## Task details
The full listing should be written out verbatim, and its images should be dropped.

===

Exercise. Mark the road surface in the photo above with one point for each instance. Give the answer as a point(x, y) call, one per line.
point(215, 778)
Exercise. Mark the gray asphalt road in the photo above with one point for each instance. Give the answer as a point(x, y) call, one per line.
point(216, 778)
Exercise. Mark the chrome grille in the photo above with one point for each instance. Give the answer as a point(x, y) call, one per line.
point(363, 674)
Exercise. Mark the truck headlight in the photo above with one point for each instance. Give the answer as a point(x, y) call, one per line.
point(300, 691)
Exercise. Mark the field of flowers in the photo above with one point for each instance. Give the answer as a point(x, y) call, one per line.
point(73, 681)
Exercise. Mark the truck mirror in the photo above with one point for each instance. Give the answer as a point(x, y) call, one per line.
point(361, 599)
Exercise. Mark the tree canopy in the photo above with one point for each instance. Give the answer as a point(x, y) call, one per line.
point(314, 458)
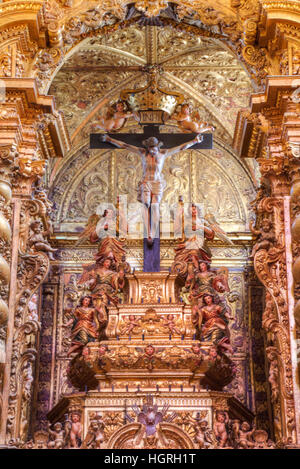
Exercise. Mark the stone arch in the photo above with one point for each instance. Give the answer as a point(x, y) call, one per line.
point(79, 185)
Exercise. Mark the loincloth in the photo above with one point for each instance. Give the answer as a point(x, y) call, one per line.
point(151, 188)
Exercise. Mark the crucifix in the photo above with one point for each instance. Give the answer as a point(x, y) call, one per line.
point(150, 190)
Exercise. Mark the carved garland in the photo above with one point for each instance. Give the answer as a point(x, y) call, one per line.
point(270, 267)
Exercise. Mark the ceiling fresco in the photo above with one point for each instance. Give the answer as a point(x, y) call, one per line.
point(206, 72)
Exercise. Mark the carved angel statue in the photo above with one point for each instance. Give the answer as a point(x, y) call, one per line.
point(150, 418)
point(95, 435)
point(193, 247)
point(204, 437)
point(37, 241)
point(130, 324)
point(190, 121)
point(57, 436)
point(170, 323)
point(266, 236)
point(204, 280)
point(212, 319)
point(73, 429)
point(115, 117)
point(86, 322)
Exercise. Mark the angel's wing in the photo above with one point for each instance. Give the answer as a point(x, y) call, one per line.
point(89, 229)
point(196, 116)
point(212, 223)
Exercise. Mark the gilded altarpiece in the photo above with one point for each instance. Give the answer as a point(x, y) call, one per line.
point(76, 194)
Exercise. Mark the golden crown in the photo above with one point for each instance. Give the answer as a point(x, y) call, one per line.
point(152, 103)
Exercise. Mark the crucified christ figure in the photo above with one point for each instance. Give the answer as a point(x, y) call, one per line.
point(152, 184)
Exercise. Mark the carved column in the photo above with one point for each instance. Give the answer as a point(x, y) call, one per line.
point(31, 131)
point(271, 134)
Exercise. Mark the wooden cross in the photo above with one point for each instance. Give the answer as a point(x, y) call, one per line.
point(152, 253)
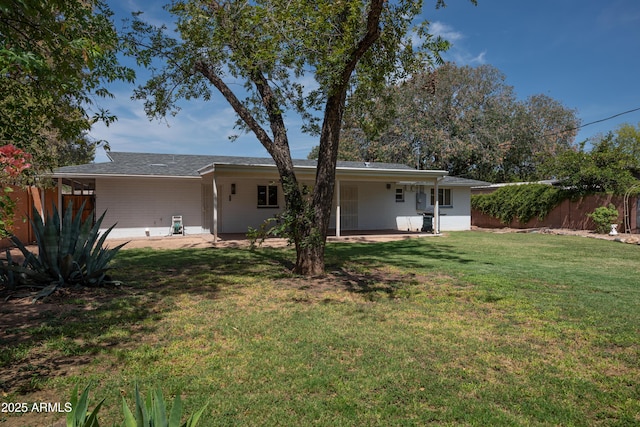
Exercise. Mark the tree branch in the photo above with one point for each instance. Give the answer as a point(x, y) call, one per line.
point(235, 103)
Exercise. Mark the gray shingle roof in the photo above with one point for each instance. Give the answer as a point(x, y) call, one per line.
point(187, 165)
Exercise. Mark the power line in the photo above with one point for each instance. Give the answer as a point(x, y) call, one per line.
point(608, 118)
point(591, 123)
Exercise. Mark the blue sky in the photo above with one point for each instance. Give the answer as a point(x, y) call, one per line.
point(583, 53)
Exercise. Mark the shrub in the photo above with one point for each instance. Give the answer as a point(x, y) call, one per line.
point(521, 202)
point(150, 412)
point(603, 217)
point(70, 252)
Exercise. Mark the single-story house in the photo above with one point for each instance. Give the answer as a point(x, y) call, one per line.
point(144, 193)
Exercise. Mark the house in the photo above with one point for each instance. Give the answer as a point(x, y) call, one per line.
point(144, 194)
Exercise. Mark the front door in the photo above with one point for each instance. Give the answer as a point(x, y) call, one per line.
point(348, 207)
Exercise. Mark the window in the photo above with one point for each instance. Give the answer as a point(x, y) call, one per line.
point(444, 197)
point(267, 196)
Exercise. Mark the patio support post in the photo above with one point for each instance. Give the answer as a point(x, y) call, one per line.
point(337, 208)
point(215, 209)
point(436, 208)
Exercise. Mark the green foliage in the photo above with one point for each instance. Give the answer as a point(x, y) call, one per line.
point(603, 217)
point(334, 46)
point(609, 167)
point(56, 58)
point(521, 202)
point(7, 208)
point(78, 416)
point(70, 252)
point(466, 120)
point(152, 412)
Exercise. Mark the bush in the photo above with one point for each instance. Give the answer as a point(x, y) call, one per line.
point(522, 202)
point(603, 217)
point(70, 252)
point(149, 412)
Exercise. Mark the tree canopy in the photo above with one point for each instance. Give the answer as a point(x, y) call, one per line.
point(270, 58)
point(55, 58)
point(610, 165)
point(464, 119)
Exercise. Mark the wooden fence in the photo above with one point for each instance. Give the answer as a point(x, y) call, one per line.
point(570, 214)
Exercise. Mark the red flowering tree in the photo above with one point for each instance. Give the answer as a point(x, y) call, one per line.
point(13, 163)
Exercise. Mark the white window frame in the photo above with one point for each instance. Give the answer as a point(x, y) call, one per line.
point(444, 197)
point(270, 192)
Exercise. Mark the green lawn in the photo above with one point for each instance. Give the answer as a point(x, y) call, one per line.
point(468, 329)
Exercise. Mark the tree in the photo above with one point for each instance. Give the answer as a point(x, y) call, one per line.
point(270, 47)
point(609, 167)
point(13, 163)
point(466, 120)
point(55, 57)
point(628, 139)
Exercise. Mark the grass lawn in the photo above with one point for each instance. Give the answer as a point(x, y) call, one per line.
point(468, 329)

===

## Task solution
Exercise. Mark the road surface in the photo above with one point for each instance. Give the answer as a point(x, y) call, one per line.
point(215, 778)
Exercise. Mark the gray asphalt road in the photo above with one point for each instance. Give the answer as a point(x, y) call, one per line.
point(216, 778)
Exercise. Mark the chrome grille in the photo above with one point for each instance. Give the answer as a point(x, y) call, one per line.
point(363, 674)
Exercise. Mark the truck headlight in the photo above with one point for each instance. Give the answer as a point(x, y) call, one per line.
point(300, 691)
Exercise. Mark the field of flowers in the photo above with one point for each instance. Give the answer as a point(x, y) call, one per line.
point(73, 681)
Exercise. Mark the truck mirror in the photo above with one point for each instance. Give the answer as a point(x, y) call, one per line.
point(361, 599)
Exercise. Mark the tree canopy in the photo above with one point for each instance. Give the answer as a point(x, y) call, one per line.
point(314, 458)
Exercise. Mark the stone arch in the photo above with one point for each instance. Give the answer as a point(x, y) call, one per line.
point(79, 185)
Exercise. Mark the loincloth in the photo above with one point for each instance. Give the answer as a point(x, y) call, one per line.
point(151, 188)
Exercise. Mark the crucifix in the photo above with one point for each instance. Give the answer as a point(x, y) call, one per line.
point(150, 190)
Exercise. Mark the carved garland in the photo above with one point for each instance. Give the answer as a point(x, y) call, one per line.
point(270, 267)
Exercise. Mark the ceiling fresco in the photo above with one point for each instance. Give the answer as a point(x, y) call, one per line.
point(206, 72)
Exercise. Mark the carved angel statue in the photo above with one point for each instance. Give the answer as a point(x, y) call, one per line.
point(150, 418)
point(95, 435)
point(193, 247)
point(204, 437)
point(37, 241)
point(130, 324)
point(190, 121)
point(57, 436)
point(170, 323)
point(266, 236)
point(204, 280)
point(212, 319)
point(73, 429)
point(115, 117)
point(86, 322)
Exercise. Mark the angel's wing in the photo above with one point for each instance. Give the answer as a point(x, y) call, one per line.
point(89, 229)
point(196, 116)
point(212, 223)
Exercise. Mark the gilded altarpiece in the photo above with one point for each instance. Give the answer as a point(x, y) call, one per line.
point(76, 194)
Exercise. Mark the golden crown in the photo above with one point for each instance. Give the answer as a point(x, y) call, one per line.
point(152, 103)
Exercise. Mark the crucified christ figure in the photo above with one point for each instance. Give the answer as a point(x, y) call, one per line.
point(152, 184)
Exercise. Mark the carved column in the photo above with one point for each instance. Give the answer as a point(x, y) call, one per line.
point(31, 131)
point(271, 134)
Exercise. Mark the wooden cross in the photo above with one point for each instance. Give the answer as a point(x, y) call, one per line.
point(152, 253)
Exercise. Mark the tree branch in the photo above with one point for each instance. Give the answer as a point(x, y) call, one per line.
point(235, 103)
Exercise. Mark the gray shingle roof in the photo above with one point for each instance. Give the answer as a point(x, y) call, one per line.
point(187, 165)
Exercise. Mark the power line in the photo above with one point for each instance. Give the answer as a point(x, y) call, one per line.
point(608, 118)
point(591, 123)
Exercise. Mark the blue sky in the photo above with one point for each instance. Give the answer as a point(x, y) call, one per line.
point(583, 53)
Exercise. Mark the shrub in the photo above with one point for each instance. Give the answer as a point(x, y) call, one per line.
point(521, 202)
point(150, 412)
point(603, 217)
point(70, 252)
Exercise. Mark the single-story house in the photo above with one point for each instance. Give the answer as a point(x, y) call, one per line.
point(144, 193)
Exercise. Mark the house in the photo above with one point for each instance. Give the answer as a point(x, y) call, one per line.
point(144, 194)
Exercise. Mark the front door in the photo above with one point for each instance. Give the answer as a point(x, y) call, one per line.
point(348, 207)
Exercise. Mark the window in the photo above with one point for each instance. Give the answer as a point(x, y) call, one per line.
point(444, 197)
point(267, 196)
Exercise. Mark the patio support post in the photo above with one point for each instance. Give the answer as a point(x, y) call, one per line.
point(337, 208)
point(215, 209)
point(436, 208)
Exercise. Mark the green foliage in the photo above with one point for each instance. Give the answer as a point(x, y) call, one per line.
point(603, 217)
point(334, 46)
point(609, 167)
point(56, 58)
point(521, 202)
point(7, 208)
point(78, 416)
point(70, 252)
point(466, 120)
point(152, 412)
Exercise. Mark the bush in the photo above with one point for each instance. Give the answer as a point(x, y) call, one per line.
point(522, 202)
point(603, 217)
point(70, 252)
point(149, 412)
Exercise. Mark the tree canopy in the photo above with one point for each instance. Give the answer as a point(x, y) call, one per line.
point(270, 58)
point(55, 58)
point(610, 165)
point(464, 119)
Exercise. Mark the wooden fence in the photo above with one point for each instance. Give the answer as a point(x, y) call, one per line.
point(570, 214)
Exercise. Mark the red flowering tree in the photo above with one point for each instance. Give the answer as a point(x, y) call, one per line.
point(13, 163)
Exercise. Mark the white window frame in the photo above with one point for each instance. Give the answer as a point(x, y) call, one per line.
point(444, 197)
point(270, 192)
Exercise. Mark the green lawn in the photo above with one point for each instance. Give the answer as a point(x, y) call, one per line.
point(468, 329)
Exercise. Mark the tree in the photo above with one point for each instance. Give the answer as a point(x, y) call, one per line.
point(270, 47)
point(609, 167)
point(13, 163)
point(466, 120)
point(55, 57)
point(628, 139)
Exercise. Mark the grass lawn in the photo above with one point for each instance. Give the answer as a point(x, y) call, one per line.
point(468, 329)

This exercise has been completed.